--- Selected text ---
----------

[Lexicog] migrating toolbox data to unicode
Ron Moe
ron_moe at SIL.ORG
Mon Apr 3 21:23:18 UTC 2006
Neal's recommendations are good, but Sebastian was asking about changes to
particular fields in a Toolbox database. In this situation the CC table
needs to be a little different than Neal's example. I use Neal's first
option--using groups. The CC table needed to work on fields is as follows:
xxxxxxxxxxxxxxxxxxx
group(main)
'\lx ' > dup use(changes)
'\xv ' > dup use(changes)
group(changes)
'A' > 'a'
'B' > 'b'
'C' > 'c'
nl '\' > dup back(1) use(main)
xxxxxxxxxxxxxxxxxxx
The first group of changes (main) is used to find those fields that are in
the vernacular (assuming that you are making changes to your vernacular
language). You need a line for each vernacular field. Essentially what each
line does is find a vernacular field and send the CC program to the
"changes" group. It doesn't make any changes. It just duplicates (that's
what "dup" means) what it finds.
The second group of changes (changes) is used to list the changes that you
want to make to the vernacular fields. You can list as many changes as you
need. (There is a limit but it is large.)
The last line finds the end of the field and sends the program back to the
"main" group to wait for the next vernacular field. Unfortunately Toolbox
sometimes puts a new line (nl) into a field. So you have to search for a new
line followed by a backslash. You then have to back up one character (that's
what "back(1)" does), backing up past the backslash, so that the program can
find the next backslash code. It's a bit tricky, but this table works well
on Toolbox databases.
You can download all sorts of useful CC tables from the DDP website
http://www.sil.org/computing/ddp/index.htm. This particular table is called
charinfi.cc (character in field).
Ron Moe
-----Original Message-----
From: lexicographylist at yahoogroups.com
[mailto:lexicographylist at yahoogroups.com]On Behalf Of
Neal_Brinneman at sil.org
Sent: Monday, April 03, 2006 9:34 AM
To: lexicographylist at yahoogroups.com
Subject: Re: [Lexicog] migrating toolbox data to unicode
Dear Sebastian,
If you want to use CC to convert to unicode, you need version 8.1.6. I will
try to attach the zipped file which is about 900 KB. I will rename it zpi
to get through our firewall. This CC will recognize U+ numbering of unicode
positions. You asked about not changing comments. while changing other
fields.
xxxxxxxxxxxxxxxxxxxxxxxxxxxxxxxxxxxxxxxxxxxxxxxxxxxxxxxxxxxxxxxxxxxxxxxxxxxx
xxxxxxxxxxxxxxxxxxxxxxxxxxxxxxxxx
One way is with groups and another is with switches. I will give you a
sample of the groups first.
group(main)
' c ' > dup use(nochange)
nl 'c ' > dup use(nochange)
'#y' > U+00FF c in UTF-8 this is C0 BF
c put all other changes here
group(nochange)
nl > dup use(main)

----------

--- Required actions ---
A) Name every group defined in the CC tables shown in the Toolbox thread, counting each name once.
B) Answer these questions from the Toolbox thread, one answer a line:
(i) Which version of CC is needed to convert to unicode?
(ii) What is the table that Ron Moe explains called?
(iii) What does "back(1)" do in his table?
C) Carry the Toolbox thread on from its last line.
The entries are separate material with no connection to the Toolbox thread.

----------

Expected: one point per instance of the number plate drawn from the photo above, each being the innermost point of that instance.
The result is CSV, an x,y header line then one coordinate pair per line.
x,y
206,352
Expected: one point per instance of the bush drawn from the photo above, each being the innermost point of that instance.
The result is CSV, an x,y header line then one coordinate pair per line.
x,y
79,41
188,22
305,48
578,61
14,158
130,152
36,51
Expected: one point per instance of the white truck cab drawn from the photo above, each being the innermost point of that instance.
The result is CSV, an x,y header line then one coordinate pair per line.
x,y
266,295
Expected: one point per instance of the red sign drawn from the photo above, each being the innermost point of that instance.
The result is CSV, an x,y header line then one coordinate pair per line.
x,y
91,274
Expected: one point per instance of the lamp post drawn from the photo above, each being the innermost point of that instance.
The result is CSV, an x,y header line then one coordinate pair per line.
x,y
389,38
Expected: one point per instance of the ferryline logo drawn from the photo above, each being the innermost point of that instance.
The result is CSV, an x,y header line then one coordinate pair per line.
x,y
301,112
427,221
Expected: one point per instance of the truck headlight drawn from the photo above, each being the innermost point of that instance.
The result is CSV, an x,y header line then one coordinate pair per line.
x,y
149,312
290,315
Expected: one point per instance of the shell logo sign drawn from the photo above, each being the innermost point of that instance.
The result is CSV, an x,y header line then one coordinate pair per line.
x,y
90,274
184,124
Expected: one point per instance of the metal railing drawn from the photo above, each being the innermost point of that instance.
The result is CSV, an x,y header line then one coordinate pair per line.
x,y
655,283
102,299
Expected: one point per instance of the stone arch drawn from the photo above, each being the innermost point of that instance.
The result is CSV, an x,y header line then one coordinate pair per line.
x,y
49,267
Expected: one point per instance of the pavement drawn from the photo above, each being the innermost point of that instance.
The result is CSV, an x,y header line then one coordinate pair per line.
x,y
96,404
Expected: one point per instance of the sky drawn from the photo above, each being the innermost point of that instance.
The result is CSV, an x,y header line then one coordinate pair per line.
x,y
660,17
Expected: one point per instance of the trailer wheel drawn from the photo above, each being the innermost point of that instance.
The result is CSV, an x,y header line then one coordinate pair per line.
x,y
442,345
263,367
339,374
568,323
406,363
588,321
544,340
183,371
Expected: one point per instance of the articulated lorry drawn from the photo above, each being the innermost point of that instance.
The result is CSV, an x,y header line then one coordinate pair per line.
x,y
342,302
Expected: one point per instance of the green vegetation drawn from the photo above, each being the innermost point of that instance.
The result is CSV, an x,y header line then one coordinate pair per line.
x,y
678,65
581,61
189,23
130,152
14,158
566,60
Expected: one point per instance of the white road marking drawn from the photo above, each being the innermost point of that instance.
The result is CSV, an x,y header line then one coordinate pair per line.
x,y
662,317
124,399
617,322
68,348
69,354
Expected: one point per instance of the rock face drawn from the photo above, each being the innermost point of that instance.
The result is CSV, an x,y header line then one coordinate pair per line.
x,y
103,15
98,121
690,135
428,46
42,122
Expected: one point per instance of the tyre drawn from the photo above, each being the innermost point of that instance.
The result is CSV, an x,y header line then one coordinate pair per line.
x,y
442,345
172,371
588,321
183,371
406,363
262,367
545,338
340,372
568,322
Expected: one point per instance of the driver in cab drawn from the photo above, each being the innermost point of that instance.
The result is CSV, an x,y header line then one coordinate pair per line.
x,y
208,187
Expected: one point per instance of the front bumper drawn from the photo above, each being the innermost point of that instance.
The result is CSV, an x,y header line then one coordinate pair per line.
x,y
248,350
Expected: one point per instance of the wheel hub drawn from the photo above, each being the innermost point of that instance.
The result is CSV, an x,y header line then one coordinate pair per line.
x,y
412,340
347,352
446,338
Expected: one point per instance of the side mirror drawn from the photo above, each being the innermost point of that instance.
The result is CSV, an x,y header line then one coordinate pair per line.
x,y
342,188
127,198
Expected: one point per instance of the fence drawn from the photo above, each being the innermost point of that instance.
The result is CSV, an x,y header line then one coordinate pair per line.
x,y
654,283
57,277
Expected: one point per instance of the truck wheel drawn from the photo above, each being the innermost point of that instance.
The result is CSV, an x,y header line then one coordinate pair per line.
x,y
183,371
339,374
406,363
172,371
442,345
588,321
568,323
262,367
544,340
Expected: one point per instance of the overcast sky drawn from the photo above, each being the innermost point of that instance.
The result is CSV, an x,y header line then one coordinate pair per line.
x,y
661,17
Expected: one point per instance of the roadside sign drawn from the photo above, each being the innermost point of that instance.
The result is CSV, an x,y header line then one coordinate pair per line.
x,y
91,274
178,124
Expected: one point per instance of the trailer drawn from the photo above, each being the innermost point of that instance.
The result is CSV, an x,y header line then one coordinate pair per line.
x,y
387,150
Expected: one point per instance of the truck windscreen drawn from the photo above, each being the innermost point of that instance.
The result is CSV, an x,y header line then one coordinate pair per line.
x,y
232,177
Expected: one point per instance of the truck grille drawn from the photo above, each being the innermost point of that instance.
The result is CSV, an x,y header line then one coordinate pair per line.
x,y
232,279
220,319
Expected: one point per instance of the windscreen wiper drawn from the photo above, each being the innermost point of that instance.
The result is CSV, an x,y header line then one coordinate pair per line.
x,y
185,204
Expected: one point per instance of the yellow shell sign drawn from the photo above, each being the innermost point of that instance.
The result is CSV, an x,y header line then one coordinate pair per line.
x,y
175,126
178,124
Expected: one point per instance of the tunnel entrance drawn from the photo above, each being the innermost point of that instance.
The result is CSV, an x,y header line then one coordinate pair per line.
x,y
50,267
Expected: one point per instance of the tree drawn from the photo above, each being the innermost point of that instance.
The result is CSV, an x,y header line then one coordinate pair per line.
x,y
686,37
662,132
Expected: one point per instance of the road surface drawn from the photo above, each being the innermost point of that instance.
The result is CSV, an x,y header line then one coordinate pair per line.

----------

--- Answers provided ---
A) main, changes, nochange

B)
(i) Version 8.1.6.
(ii) charinfi.cc (character in field).
(iii) It backs up one character, past the backslash, so the program can find the next backslash code.

C)
nl 'c ' > dup c stay here until you leave the comment field
xxxxxxxxxxxxxxxxxxxxxxxxxxxxxxxxxxxxxxxxxxxxxxxxxxxxxxxxxxxxxxxxxxxxxxxxxxxx
xxxxxxxxxxxxxxxxxxxxxxxxxxxxxxxxx
Another way to approach this in CC is with switches as follows.
nl > clear(nochange) c a new line without a comment at beginning of next
line will go back to changing characters.
' c ' > set(nochange) c all data from the c to the end of line will not
change
nl 'c ' > set(nochange)
'#y' > if(nochange) dup else U+00FF endif
c all other changes look like the previous line with the left search string
changed and the else statement changed to that character location in
unicode.
Neal
http://www.wysite.org/sites/brinnemans
Sebastian Drude
<sebadru at zedat.fu
-berlin.de> To
Sent by: lexicographylist at yahoogroups.com
lexicographylist@ cc
yahoogroups.com
Subject
[Lexicog] migrating toolbox data
04/03/2006 02:50 to unicode
AM
Please respond to
lexicographylist@
yahoogroups.com
Dear lexicographers,
I know this is no Toolbox-help-list nor a list for asking questions
about the Consistent Changes program, but I hope that somebody here at
least can point me to the right place to posit my question. Also, I
feel my questions could be of interest to other members of this list.
I am currently trying to migrate my Toolbox databases from the latin-1
(standard windows) character set to UNICODE. I also will migrate my
lexical databases to UNICODE-encoding, but the lion's share are many
annotated texts that I want to prepair to be imported to the ELAN tool
(http://www.mpi.nl/tools).
The main point is that I want to get rid of my workarounds for
characters missing in latin-1. For instance, in order to represent a
"y" with a tilde, I usually used a "ÿ" (a "y" with a trema) or
sometimes character sequences such as "~y" or "#y".
I thought this is exactly the kind of task that the SIL's old
Consistent Changes tool was designed for.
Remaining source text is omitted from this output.